Text provided ▸

════════════════

Studio album by Allan Holdsworth
- Released: 1985
- Studios: Music Grinder Studios, Mad Hatter Studios, Los Angeles; Front Page Recorders, Costa Mesa, California
- Genre: Jazz fusion
- Length: 37:40
- Label: Enigma
- Producer: Allan Holdsworth

Allan Holdsworth chronology
| Road Games (1983) | Metal Fatigue (1985) | Atavachron (1986) |

= Metal Fatigue (album) =

Metal Fatigue is the third studio album by guitarist Allan Holdsworth, released in 1985 through Enigma Records (United States) and JMS–Cream Records (Europe).

==Critical reception==

Daniel Gioffre of AllMusic awarded Metal Fatigue 4.5 stars out of 5, calling it "One of the most important fusion records of the '80s" and "Holdsworth's best work. [...] Absolutely essential for those who like their rock with a healthy dose of jazz". The title track was listed as one of the highlights, as well as the contributions of drummer Chad Wackerman and bassist Jimmy Johnson, whom he described as "virtuosos in their own right".

Spin wrote, "Each extended jam has a purpose, and it's not music only those with a lifetime subscription to Guitar Player can appreciate. There are a few weak spots on the record—like every time a vocalist pipes in."

════════════════

Extracted records ▸
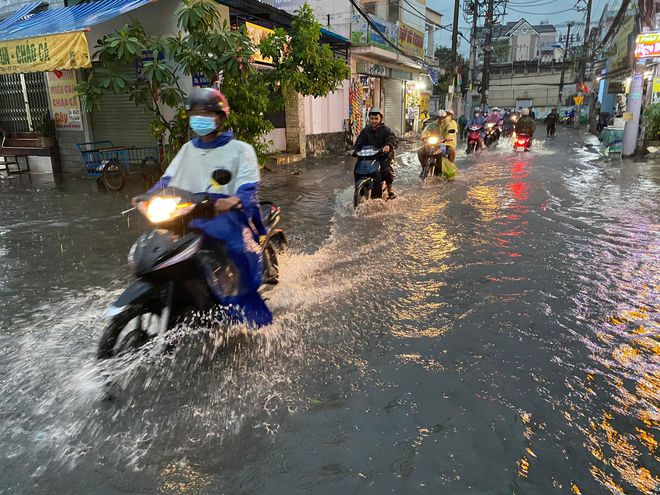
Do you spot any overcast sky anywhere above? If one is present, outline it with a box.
[427,0,607,53]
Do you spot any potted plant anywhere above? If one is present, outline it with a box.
[34,115,55,148]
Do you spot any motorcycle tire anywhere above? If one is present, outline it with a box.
[103,160,126,191]
[422,158,435,182]
[353,179,373,208]
[96,304,159,359]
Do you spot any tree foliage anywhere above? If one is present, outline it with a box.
[435,46,469,96]
[78,0,349,161]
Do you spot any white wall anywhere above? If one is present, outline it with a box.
[401,0,426,33]
[305,80,350,135]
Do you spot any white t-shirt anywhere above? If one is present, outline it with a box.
[164,139,260,196]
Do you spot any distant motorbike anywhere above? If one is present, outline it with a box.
[484,122,500,148]
[97,169,286,359]
[513,134,532,151]
[466,125,483,155]
[353,146,384,208]
[419,136,442,181]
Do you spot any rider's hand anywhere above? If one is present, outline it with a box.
[213,196,241,213]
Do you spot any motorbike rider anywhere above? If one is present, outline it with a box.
[440,108,458,163]
[515,108,536,138]
[467,108,486,149]
[149,88,272,326]
[355,107,399,199]
[417,110,447,167]
[545,107,559,136]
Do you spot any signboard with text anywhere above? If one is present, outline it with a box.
[48,70,82,131]
[635,33,660,58]
[399,22,424,58]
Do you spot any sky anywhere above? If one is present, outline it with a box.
[427,0,607,54]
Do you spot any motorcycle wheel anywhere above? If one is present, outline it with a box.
[103,160,126,191]
[422,158,435,182]
[353,179,371,208]
[263,241,280,285]
[96,304,160,359]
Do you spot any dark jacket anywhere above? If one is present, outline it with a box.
[545,112,559,124]
[355,124,399,159]
[516,115,536,136]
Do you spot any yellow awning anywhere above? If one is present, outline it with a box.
[0,31,92,75]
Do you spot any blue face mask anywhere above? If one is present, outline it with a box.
[190,115,218,136]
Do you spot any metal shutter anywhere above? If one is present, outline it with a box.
[381,78,403,136]
[92,93,156,146]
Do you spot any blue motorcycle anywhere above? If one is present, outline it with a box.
[353,146,383,208]
[97,169,286,359]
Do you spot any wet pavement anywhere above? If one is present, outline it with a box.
[0,129,660,494]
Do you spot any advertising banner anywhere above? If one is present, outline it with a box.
[0,32,92,75]
[635,33,660,58]
[47,70,83,131]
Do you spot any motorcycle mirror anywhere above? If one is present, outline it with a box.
[213,168,231,186]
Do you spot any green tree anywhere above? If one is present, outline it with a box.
[78,0,348,162]
[435,46,469,98]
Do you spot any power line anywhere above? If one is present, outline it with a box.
[509,8,575,15]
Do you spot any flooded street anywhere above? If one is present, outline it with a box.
[0,129,660,495]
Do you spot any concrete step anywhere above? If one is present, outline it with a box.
[275,153,305,165]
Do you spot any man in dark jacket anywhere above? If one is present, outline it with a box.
[545,107,559,136]
[515,108,536,137]
[355,107,399,199]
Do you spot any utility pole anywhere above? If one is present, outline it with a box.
[557,22,573,108]
[481,0,495,106]
[465,0,479,119]
[573,0,592,129]
[448,0,461,108]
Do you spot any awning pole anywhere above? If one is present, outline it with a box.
[20,74,34,132]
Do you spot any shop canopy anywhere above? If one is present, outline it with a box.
[0,0,157,75]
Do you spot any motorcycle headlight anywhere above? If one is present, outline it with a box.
[138,196,195,223]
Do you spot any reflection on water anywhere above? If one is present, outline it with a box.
[0,131,660,495]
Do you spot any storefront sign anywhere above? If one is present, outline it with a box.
[0,32,92,75]
[399,22,424,58]
[48,70,82,131]
[635,33,660,58]
[357,62,390,77]
[245,22,275,64]
[351,14,369,45]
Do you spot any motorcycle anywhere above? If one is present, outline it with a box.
[513,134,532,151]
[419,136,442,181]
[97,169,286,359]
[353,146,384,208]
[484,122,500,148]
[466,125,483,155]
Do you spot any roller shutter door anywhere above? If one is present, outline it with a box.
[92,88,156,146]
[381,78,403,136]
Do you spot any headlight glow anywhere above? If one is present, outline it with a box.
[138,196,195,223]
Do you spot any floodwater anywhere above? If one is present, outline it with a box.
[0,129,660,495]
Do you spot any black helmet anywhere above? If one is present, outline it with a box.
[186,88,229,115]
[369,107,383,119]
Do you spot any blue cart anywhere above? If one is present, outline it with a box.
[76,141,161,191]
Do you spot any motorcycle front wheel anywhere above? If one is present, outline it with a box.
[422,158,435,182]
[96,304,161,359]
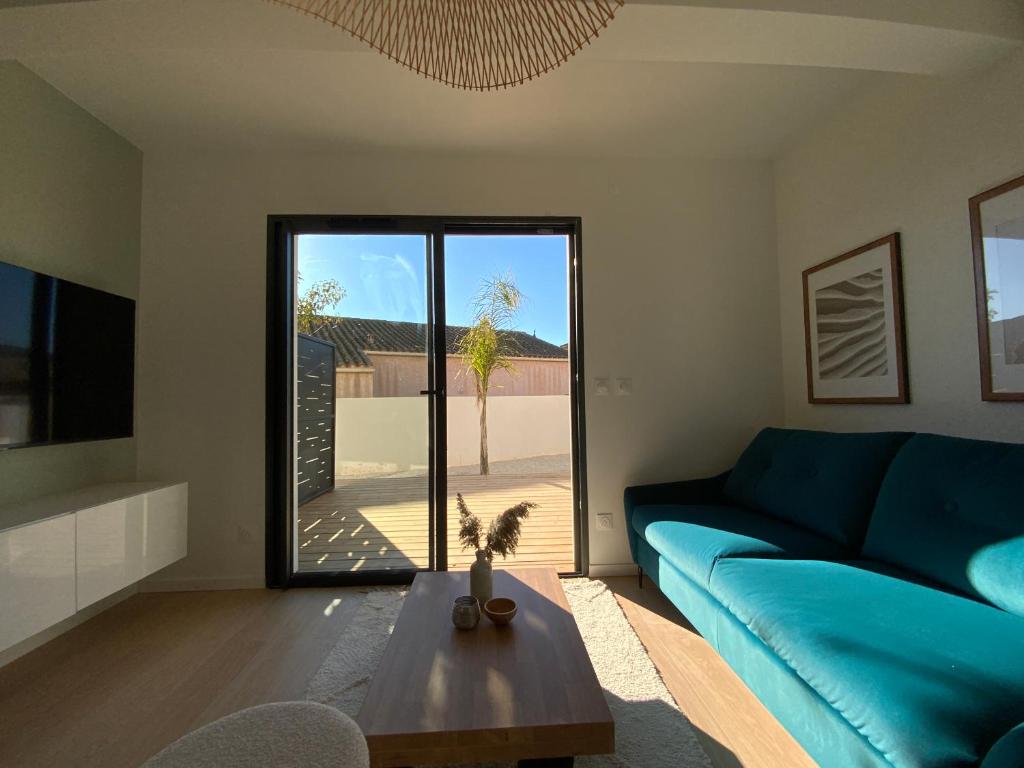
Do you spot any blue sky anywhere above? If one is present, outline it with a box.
[298,234,568,344]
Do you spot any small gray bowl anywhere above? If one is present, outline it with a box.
[452,595,480,630]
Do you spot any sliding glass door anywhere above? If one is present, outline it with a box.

════════════════

Written task A ▸ Name every recording studio listed in the Metal Fatigue text.
Written task B ▸ Quote the stretch of the Metal Fatigue text that starts with the words "Studio album by Allan" and runs through "JMS–Cream Records (Europe).".

Task response A ▸ Music Grinder Studios, Mad Hatter Studios, Front Page Recorders

Task response B ▸
Studio album by Allan Holdsworth
- Released: 1985
- Studios: Music Grinder Studios, Mad Hatter Studios, Los Angeles; Front Page Recorders, Costa Mesa, California
- Genre: Jazz fusion
- Length: 37:40
- Label: Enigma
- Producer: Allan Holdsworth

Allan Holdsworth chronology
| Road Games (1983) | Metal Fatigue (1985) | Atavachron (1986) |

= Metal Fatigue (album) =

Metal Fatigue is the third studio album by guitarist Allan Holdsworth, released in 1985 through Enigma Records (United States) and JMS–Cream Records (Europe).